_Try it_
Reproduce only the stretch of entries below that begins at the first line and ends at the line holding "Target: black suv".

[Stored data entries]
# # # # #

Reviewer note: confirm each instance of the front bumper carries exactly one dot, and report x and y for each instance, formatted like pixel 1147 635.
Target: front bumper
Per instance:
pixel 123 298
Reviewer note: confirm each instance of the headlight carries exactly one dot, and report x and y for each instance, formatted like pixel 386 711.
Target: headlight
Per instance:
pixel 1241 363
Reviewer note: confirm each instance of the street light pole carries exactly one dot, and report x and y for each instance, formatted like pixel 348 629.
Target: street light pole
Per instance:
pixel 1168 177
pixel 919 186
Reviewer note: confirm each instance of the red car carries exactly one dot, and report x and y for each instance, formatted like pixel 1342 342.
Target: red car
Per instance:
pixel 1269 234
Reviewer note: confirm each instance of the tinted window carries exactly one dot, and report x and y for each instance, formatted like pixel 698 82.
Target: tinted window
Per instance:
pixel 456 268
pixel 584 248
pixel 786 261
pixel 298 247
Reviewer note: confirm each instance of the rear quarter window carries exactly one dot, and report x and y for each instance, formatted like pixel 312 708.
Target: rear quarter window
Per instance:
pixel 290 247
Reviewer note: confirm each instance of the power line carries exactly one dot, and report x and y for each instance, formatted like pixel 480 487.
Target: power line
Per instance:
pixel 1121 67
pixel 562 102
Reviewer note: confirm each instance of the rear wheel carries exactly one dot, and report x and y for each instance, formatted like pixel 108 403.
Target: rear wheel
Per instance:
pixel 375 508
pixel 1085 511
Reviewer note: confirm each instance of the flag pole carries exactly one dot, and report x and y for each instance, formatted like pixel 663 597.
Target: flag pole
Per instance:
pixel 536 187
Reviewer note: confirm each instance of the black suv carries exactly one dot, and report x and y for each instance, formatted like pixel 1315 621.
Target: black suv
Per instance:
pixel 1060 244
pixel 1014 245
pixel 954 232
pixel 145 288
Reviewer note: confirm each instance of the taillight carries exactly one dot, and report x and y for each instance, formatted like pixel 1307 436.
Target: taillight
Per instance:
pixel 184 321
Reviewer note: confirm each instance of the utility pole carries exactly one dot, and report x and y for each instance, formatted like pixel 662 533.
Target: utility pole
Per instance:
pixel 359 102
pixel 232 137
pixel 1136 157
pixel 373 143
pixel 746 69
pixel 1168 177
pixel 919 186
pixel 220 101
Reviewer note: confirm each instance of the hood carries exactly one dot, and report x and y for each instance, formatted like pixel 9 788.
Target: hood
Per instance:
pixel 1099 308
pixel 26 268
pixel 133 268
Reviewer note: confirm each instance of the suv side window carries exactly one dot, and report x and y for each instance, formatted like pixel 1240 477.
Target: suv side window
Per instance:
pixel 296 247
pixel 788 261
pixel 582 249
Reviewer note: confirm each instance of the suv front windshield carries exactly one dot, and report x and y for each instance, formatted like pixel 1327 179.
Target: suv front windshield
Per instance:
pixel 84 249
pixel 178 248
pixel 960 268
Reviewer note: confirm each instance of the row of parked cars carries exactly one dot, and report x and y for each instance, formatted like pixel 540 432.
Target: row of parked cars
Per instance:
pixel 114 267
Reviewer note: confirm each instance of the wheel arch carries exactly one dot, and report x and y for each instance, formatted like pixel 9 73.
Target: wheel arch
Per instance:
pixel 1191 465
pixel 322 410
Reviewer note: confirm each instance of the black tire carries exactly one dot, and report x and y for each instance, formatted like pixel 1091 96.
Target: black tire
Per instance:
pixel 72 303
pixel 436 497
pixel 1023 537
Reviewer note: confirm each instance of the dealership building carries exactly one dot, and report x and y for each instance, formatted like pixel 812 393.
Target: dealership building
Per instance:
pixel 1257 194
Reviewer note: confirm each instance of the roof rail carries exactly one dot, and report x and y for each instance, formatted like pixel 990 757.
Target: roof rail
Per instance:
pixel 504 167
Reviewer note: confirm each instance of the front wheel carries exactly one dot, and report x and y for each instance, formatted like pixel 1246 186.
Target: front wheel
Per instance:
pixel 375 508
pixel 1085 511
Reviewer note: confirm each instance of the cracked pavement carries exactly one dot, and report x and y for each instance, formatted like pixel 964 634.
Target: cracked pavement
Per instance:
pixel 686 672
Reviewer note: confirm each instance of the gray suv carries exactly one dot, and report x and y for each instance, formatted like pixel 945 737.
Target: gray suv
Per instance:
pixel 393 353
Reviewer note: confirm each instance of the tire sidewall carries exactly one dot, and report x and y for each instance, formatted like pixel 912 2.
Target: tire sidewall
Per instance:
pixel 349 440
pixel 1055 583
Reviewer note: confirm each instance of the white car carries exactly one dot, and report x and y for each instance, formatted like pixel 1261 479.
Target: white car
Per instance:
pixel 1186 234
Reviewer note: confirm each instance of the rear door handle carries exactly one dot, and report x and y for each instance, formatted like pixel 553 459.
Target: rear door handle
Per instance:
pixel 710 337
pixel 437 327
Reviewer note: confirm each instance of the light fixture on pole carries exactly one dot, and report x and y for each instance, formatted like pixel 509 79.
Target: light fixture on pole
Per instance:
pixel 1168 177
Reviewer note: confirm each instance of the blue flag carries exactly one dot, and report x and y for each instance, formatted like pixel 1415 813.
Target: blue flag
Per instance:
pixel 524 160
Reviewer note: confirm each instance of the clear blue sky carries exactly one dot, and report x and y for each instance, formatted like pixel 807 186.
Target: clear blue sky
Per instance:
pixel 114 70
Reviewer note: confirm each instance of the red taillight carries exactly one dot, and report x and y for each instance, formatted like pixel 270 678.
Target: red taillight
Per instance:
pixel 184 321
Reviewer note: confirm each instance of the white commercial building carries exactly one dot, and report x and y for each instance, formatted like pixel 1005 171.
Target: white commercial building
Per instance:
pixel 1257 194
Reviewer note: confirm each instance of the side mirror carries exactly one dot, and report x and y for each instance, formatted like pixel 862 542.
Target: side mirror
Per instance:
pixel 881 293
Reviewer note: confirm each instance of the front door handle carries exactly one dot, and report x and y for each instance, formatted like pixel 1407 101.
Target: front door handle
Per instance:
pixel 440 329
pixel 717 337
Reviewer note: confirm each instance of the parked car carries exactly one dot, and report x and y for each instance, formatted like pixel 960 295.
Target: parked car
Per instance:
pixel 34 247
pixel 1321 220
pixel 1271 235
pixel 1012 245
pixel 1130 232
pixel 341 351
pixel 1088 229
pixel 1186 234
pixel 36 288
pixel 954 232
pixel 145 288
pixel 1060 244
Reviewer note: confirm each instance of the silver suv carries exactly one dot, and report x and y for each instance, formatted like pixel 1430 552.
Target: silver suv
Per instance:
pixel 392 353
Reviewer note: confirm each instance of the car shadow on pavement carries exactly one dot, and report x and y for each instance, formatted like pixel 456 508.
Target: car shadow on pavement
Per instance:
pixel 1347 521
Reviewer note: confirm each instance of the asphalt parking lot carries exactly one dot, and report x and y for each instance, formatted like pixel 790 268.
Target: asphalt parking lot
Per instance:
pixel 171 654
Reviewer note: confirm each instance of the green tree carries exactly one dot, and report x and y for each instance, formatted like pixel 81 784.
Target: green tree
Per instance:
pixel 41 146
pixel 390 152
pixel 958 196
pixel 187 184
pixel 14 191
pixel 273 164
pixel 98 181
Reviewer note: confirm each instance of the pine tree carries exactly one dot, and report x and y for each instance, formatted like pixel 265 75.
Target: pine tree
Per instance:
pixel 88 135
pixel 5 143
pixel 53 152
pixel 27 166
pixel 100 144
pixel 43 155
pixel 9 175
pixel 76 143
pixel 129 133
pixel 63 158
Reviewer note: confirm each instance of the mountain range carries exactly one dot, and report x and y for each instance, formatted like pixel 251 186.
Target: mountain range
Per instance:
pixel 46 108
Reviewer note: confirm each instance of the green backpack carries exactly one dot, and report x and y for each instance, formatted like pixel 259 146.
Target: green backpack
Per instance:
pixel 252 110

# # # # #

_Your solution_
Reviewer note: confirm each instance of the front bumper carries exactly one dot, and report x and y for each instance, formatted like pixel 1147 635.
Target: front bumper
Per instance:
pixel 123 298
Reviewer note: confirm each instance of the headlight carries exactly one dot, and report x and y for each instance, formatted like pixel 386 711.
Target: headlight
Per instance:
pixel 1241 363
Reviewer note: confirm each instance of the street light pole carries exactly one dot, and report x and y for each instance, formatted like pixel 348 629.
Target: street light pole
Per instance:
pixel 1168 177
pixel 919 186
Reviewer note: confirm each instance of the red car carries exactly one dot, and report x and y for each instance, formatted like pixel 1342 342.
Target: red car
Per instance:
pixel 1269 234
Reviewer note: confirm each instance of the tinted window carries exactly one dot, and report x and y for each instance, formatted like pixel 698 82.
Target: tinted window
Per instance:
pixel 456 268
pixel 584 248
pixel 786 261
pixel 298 247
Reviewer note: confirm each instance of the rear quarter window carries exactly one dot, and report x and y for each instance, formatted like pixel 312 708.
Target: rear quarter window
Per instance:
pixel 290 247
Reviewer note: confirm each instance of the power line carries exactly one dot, and report x and y for each instance, formatted like pixel 480 487.
Target: power line
Per instance:
pixel 1121 67
pixel 562 102
Reviewer note: confirm each instance of the rear wheel carries exactly one dot, and report x and y for each instance, formatted like pixel 108 403.
Target: rear wheel
Per instance:
pixel 375 508
pixel 1085 511
Reviewer note: confirm each instance of the flag pole carries exactly one dot, and report x and y for each instance, formatted like pixel 663 597.
Target: flag pole
Per instance:
pixel 536 187
Reviewer note: confirm each instance of the black suv carries exactly one dot, and report x and y for each instance, formatted like pixel 1315 621.
Target: black suv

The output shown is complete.